#### THE PROBLEM
Rewrite the lines starting at the one containing "Locate one point per instance of the palm" and ending at the one containing "[(335, 101)]", swapping "palm tree" for "coconut palm" and changing nothing else.

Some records
*-*-*

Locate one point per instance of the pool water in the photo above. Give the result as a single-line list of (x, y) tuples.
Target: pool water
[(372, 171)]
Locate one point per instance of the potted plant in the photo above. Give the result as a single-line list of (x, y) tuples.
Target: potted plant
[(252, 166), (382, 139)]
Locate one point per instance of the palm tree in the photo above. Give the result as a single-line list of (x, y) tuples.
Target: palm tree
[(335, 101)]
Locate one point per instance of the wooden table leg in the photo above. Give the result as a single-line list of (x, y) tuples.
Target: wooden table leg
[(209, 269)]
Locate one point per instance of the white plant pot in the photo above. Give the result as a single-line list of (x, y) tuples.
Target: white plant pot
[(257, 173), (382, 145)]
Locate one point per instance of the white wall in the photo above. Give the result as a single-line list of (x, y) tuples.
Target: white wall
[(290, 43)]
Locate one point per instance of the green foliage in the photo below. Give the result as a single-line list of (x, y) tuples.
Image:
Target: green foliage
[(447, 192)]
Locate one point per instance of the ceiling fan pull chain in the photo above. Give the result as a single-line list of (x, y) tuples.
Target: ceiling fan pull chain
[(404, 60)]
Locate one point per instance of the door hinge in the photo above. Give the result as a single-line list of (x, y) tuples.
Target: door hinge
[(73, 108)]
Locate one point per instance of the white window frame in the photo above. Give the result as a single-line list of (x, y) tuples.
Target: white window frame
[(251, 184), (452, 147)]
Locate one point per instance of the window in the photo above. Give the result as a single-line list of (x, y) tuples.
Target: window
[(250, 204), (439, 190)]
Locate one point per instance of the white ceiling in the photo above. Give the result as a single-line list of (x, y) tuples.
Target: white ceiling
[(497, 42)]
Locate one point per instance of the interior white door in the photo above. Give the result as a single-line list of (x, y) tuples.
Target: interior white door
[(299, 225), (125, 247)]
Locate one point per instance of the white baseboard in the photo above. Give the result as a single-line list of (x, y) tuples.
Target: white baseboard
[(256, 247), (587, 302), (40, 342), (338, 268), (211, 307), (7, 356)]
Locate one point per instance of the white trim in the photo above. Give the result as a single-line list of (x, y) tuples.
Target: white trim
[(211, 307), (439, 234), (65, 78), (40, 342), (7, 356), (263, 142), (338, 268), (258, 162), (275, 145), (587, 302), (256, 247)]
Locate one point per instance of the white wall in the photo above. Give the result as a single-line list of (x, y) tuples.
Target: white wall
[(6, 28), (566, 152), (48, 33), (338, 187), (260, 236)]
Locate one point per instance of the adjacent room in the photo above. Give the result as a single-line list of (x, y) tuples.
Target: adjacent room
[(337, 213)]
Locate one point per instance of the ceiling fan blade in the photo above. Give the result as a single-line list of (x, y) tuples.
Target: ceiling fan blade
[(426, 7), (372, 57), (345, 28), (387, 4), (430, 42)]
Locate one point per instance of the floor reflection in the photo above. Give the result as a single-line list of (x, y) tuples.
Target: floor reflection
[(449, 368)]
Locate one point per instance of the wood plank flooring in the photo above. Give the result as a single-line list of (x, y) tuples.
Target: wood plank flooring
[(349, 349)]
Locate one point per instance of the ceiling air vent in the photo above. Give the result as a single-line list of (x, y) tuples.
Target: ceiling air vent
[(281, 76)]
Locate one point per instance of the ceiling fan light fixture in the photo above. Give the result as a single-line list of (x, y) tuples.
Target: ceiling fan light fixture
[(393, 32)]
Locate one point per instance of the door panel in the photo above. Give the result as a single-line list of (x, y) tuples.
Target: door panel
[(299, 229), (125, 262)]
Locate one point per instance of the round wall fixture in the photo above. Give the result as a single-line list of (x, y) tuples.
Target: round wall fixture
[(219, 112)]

*-*-*

#### PROBLEM SOLUTION
Locate one point per instance of the coconut palm in the photo above. Give the result as a single-line list of (x, y) tuples.
Target: coconut palm
[(335, 101)]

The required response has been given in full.